### [Referring expression pointing data]
________

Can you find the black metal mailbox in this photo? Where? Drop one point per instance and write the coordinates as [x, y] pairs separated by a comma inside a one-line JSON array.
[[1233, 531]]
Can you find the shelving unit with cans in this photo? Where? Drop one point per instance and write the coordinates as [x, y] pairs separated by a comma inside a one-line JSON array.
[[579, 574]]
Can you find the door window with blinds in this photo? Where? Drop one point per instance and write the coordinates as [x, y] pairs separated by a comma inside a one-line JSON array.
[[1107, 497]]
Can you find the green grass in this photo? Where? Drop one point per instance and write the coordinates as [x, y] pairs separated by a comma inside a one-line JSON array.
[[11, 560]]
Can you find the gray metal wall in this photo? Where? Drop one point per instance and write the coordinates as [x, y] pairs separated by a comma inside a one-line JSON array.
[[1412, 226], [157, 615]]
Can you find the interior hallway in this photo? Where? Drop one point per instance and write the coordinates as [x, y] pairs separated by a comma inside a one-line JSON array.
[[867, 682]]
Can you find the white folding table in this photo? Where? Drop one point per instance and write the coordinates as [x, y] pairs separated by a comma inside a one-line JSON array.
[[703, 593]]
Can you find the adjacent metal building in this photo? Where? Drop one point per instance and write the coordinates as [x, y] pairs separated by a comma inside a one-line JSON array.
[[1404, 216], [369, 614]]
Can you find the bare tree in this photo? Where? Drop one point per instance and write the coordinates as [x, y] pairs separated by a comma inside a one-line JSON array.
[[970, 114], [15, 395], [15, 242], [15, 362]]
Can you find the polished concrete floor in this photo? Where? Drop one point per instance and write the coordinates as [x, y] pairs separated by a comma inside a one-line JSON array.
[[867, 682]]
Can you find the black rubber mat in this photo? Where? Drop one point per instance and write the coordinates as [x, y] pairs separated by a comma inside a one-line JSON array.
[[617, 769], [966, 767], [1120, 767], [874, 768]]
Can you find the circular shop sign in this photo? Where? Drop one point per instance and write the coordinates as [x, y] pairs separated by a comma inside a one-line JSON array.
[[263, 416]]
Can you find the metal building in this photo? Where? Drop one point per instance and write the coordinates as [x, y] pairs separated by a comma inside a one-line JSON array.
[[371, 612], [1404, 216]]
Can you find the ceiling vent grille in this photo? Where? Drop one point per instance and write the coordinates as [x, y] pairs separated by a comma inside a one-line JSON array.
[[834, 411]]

________

### [EXERCISE INSTRUCTIONS]
An exact repeat of all the entries above is required.

### [WRITTEN REPLY]
Can you find the black metal mailbox in this photo? Where? Drop one point per instance and write the coordinates as [x, y] pairs separated by a comma inside a one-line JSON array.
[[1233, 531]]
Can you find the shelving unit with cans in this photo? Where? Drop one point per instance and write the coordinates as [x, y] pairs separated by a comma inside a one-line JSON array.
[[579, 574]]
Can you find the door window with blinds in this photo? Where? Drop one point per instance and write the coordinates as [x, y] pairs separated by a comma inside a one-line JSON array.
[[1107, 497]]
Can you find the green grass in this photo? Where? Drop one point per instance and write the coordinates as [x, y] pairs separated by a comma inside a one-line JSON array.
[[11, 560]]
Can you find the gray metal wall in this photo? Where? Drop one point per instance and write the coordinates as [x, y] pairs separated by a comma inside a one-line JSON array.
[[1412, 226], [157, 615]]
Can you find the interior hallway in this photo? Where? Drop one point per instance and write the coordinates as [x, y] pairs separated by a comma inside a one-line JSON array.
[[867, 682]]
Can you find the white folding table in this photo? Where? Drop one point per instance and write the coordinates as [x, y] pairs separated by a comma inside a one-line JSON array.
[[703, 593]]
Can you find the adjacent metal building in this photo? Where? Drop one point per instance and write the coordinates as [x, y] pairs separated by a comma inside a one-line JSON array.
[[1404, 216], [369, 614]]
Can you find the bare tree in this photo? Where? Drop one point per instance and write the coordinates as [x, y] pairs separated by a comma inside a one-line JSON array.
[[970, 114], [15, 395], [15, 242], [15, 362]]
Can you find the polished concrete floor in this photo? Where? Drop one point per instance and write the coordinates as [x, y] pairs separated by a comma inside a one-line JSON array.
[[867, 682]]
Can you find the black rubber mat in this photo? Where? Drop one point per instance and write the coordinates as [x, y] pairs separated by a comma inside a one-line JSON array.
[[617, 769], [966, 767], [1120, 767], [874, 768]]
Can you find the circular shop sign in this photo? Where? Drop one point per instance and write the coordinates as [x, y] pairs separated by a comma inside a one-line JSON array.
[[263, 416]]
Can you find the metal building in this photo? Where? Drop one point per instance and write the coordinates as [x, y] pairs separated by a comma inside a one-line JSON array.
[[371, 612], [1404, 216]]
Can you find the ceiling vent grille in this photo? Where? Drop one point per instance and write the coordinates as [x, y] pairs separated by a comma inside a one-line JSON array.
[[834, 411]]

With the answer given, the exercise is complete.